TASK GOAL ::
Every entry needs to be reproduced exactly.
— start of DATA TO PROCESS —
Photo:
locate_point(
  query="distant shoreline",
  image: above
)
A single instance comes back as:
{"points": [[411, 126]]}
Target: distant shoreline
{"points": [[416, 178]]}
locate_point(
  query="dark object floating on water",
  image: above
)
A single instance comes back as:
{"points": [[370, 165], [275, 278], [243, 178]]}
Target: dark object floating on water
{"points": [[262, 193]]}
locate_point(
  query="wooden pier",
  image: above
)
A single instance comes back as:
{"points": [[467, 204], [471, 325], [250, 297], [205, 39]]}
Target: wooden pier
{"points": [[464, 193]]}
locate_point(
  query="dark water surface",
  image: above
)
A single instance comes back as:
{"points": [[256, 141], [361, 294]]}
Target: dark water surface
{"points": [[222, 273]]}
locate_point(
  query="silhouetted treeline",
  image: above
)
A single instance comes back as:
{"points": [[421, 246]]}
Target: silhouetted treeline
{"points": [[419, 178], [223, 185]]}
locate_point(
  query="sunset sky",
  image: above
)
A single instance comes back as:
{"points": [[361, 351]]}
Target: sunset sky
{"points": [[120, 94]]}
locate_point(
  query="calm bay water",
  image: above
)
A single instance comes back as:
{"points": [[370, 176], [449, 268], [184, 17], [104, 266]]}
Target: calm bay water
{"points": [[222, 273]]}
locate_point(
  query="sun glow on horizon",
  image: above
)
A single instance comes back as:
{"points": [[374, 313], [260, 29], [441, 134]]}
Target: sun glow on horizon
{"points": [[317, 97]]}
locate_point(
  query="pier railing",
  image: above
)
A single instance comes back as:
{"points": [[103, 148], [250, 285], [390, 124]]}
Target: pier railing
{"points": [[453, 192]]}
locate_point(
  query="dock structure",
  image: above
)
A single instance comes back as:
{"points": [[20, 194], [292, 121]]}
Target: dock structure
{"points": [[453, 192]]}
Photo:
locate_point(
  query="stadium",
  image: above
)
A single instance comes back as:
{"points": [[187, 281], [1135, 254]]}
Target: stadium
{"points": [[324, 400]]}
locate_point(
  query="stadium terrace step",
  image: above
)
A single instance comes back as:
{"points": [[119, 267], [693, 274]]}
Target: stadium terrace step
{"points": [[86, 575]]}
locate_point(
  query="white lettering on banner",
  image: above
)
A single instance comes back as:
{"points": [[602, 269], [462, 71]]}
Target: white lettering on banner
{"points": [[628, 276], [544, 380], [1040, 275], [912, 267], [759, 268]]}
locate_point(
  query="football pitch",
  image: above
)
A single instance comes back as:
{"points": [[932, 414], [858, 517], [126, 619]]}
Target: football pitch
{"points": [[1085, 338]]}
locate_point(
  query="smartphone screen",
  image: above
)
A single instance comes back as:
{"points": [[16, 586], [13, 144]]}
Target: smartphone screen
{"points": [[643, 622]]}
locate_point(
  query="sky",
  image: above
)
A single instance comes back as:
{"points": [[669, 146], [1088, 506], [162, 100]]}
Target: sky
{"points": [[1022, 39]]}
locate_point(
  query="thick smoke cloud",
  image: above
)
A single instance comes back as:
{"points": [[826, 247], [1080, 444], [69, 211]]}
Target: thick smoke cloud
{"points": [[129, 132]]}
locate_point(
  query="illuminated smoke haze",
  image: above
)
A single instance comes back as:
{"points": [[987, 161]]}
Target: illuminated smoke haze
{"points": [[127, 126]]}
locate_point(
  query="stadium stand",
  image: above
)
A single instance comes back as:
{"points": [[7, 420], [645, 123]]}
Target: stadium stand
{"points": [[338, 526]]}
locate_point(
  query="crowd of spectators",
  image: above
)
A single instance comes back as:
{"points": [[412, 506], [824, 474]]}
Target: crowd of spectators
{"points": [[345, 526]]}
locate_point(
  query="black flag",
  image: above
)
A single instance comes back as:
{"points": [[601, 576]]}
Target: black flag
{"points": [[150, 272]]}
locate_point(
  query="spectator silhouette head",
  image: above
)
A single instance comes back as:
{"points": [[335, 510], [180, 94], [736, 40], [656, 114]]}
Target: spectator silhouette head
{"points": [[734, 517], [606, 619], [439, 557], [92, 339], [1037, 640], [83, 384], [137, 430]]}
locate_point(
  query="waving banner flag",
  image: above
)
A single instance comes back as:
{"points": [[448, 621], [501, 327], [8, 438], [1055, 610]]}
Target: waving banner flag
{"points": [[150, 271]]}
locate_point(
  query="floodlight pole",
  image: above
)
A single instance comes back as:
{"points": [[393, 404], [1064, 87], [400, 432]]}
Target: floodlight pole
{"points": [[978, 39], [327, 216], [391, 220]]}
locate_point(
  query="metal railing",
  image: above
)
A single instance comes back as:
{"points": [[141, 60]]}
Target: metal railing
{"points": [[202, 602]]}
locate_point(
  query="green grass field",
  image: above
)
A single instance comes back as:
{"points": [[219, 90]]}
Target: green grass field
— end of DATA TO PROCESS —
ANSWER TO THE PROBLEM ::
Photo:
locate_point(
  query="distant shoreline",
  image: above
)
A single instance comes back as:
{"points": [[411, 126]]}
Target: distant shoreline
{"points": [[416, 178]]}
locate_point(
  query="dark object floating on water",
  image: above
)
A single instance comes back as:
{"points": [[370, 165], [275, 278], [243, 178]]}
Target: dark object floating on water
{"points": [[262, 193]]}
locate_point(
  query="wooden pier",
  image: above
)
A single instance comes back as:
{"points": [[467, 204], [471, 325], [250, 297], [205, 39]]}
Target: wooden pier
{"points": [[464, 193]]}
locate_point(
  query="dark water surface",
  image: above
)
A single instance comes back as:
{"points": [[256, 141], [361, 294]]}
Target: dark water surface
{"points": [[222, 273]]}
locate_point(
  query="silhouetted treeline",
  image: above
)
A single instance comes back as:
{"points": [[421, 246]]}
Target: silhouetted treeline
{"points": [[419, 178], [223, 185]]}
locate_point(
  query="sunset sky",
  image: above
)
A single instance comes back as:
{"points": [[361, 351]]}
Target: sunset sky
{"points": [[120, 94]]}
locate_point(
  query="calm bay water",
  image: above
)
A single instance comes back as:
{"points": [[370, 176], [449, 268], [184, 17], [104, 266]]}
Target: calm bay water
{"points": [[222, 273]]}
locate_point(
  query="sun glow on horizon",
  image: above
)
A single instance comes back as:
{"points": [[374, 313], [260, 29], [441, 134]]}
Target: sun glow on horizon
{"points": [[317, 97]]}
locate_point(
  query="pier railing",
  image: above
)
A single instance comes back as:
{"points": [[103, 148], [250, 285], [390, 124]]}
Target: pier railing
{"points": [[453, 192]]}
locate_point(
  query="dock structure",
  image: above
)
A single instance comes back as:
{"points": [[20, 194], [292, 121]]}
Target: dock structure
{"points": [[453, 192]]}
Photo:
locate_point(
  query="stadium",
  image: above
)
A single instance comes back as:
{"points": [[187, 281], [1135, 254]]}
Target: stadium
{"points": [[324, 400]]}
locate_point(
  query="stadium terrace step",
  image: above
)
A single instance comes back as:
{"points": [[119, 267], [693, 274]]}
Target: stadium terrace step
{"points": [[86, 575]]}
locate_point(
  query="white lettering on banner",
  image: above
)
A single instance comes back as:
{"points": [[602, 269], [462, 71]]}
Target: white lettering on banner
{"points": [[628, 276], [544, 380], [1040, 275], [912, 267], [759, 268]]}
locate_point(
  query="football pitch",
  image: above
)
A single instance comes back as:
{"points": [[932, 414], [858, 517], [126, 619]]}
Target: football pitch
{"points": [[1085, 338]]}
locate_point(
  query="smartphone screen",
  image: above
)
A single instance comes back as:
{"points": [[16, 586], [13, 144]]}
Target: smartphone screen
{"points": [[643, 622]]}
locate_point(
  query="sky",
  image: above
)
A single instance comes back as:
{"points": [[669, 146], [1088, 506], [162, 100]]}
Target: sky
{"points": [[1022, 39]]}
locate_point(
  query="thick smoke cloud",
  image: above
)
A single instance comes back as:
{"points": [[826, 247], [1080, 444], [69, 211]]}
Target: thick smoke cloud
{"points": [[129, 132]]}
locate_point(
  query="illuminated smoke haze",
  image: above
)
A single instance comes back as:
{"points": [[987, 161]]}
Target: illuminated smoke haze
{"points": [[127, 126]]}
locate_point(
  query="stadium stand",
  image: above
)
A single instance comes back as:
{"points": [[7, 420], [645, 123]]}
Target: stadium stand
{"points": [[338, 526]]}
locate_point(
  query="crowd of spectators",
  image: above
)
A single instance comes back as:
{"points": [[412, 506], [824, 474]]}
Target: crowd of spectators
{"points": [[345, 526]]}
locate_point(
  query="black flag",
  image: above
)
A single instance comes back as:
{"points": [[601, 576]]}
Target: black flag
{"points": [[150, 272]]}
locate_point(
  query="spectator silhouette head",
  image: above
)
A single instance comes back as:
{"points": [[335, 510], [180, 94], [736, 40], [656, 114]]}
Target: spectator silhouette head
{"points": [[734, 517], [606, 619], [439, 557], [92, 339], [1037, 640], [83, 384], [137, 430]]}
locate_point(
  query="waving banner flag",
  image: above
)
A single instance comes back as:
{"points": [[448, 621], [501, 327], [8, 438], [1055, 610]]}
Target: waving banner flag
{"points": [[150, 271]]}
locate_point(
  query="floodlight pole",
  image: above
)
A single instance comes back as:
{"points": [[393, 404], [1064, 87], [400, 432]]}
Target: floodlight pole
{"points": [[978, 39], [327, 216], [391, 220]]}
locate_point(
  query="metal railing",
  image: above
)
A single instance comes back as:
{"points": [[141, 60]]}
Target: metal railing
{"points": [[202, 602]]}
locate_point(
  query="green grass field",
  image: above
)
A single instance comes back as:
{"points": [[219, 90]]}
Target: green grass field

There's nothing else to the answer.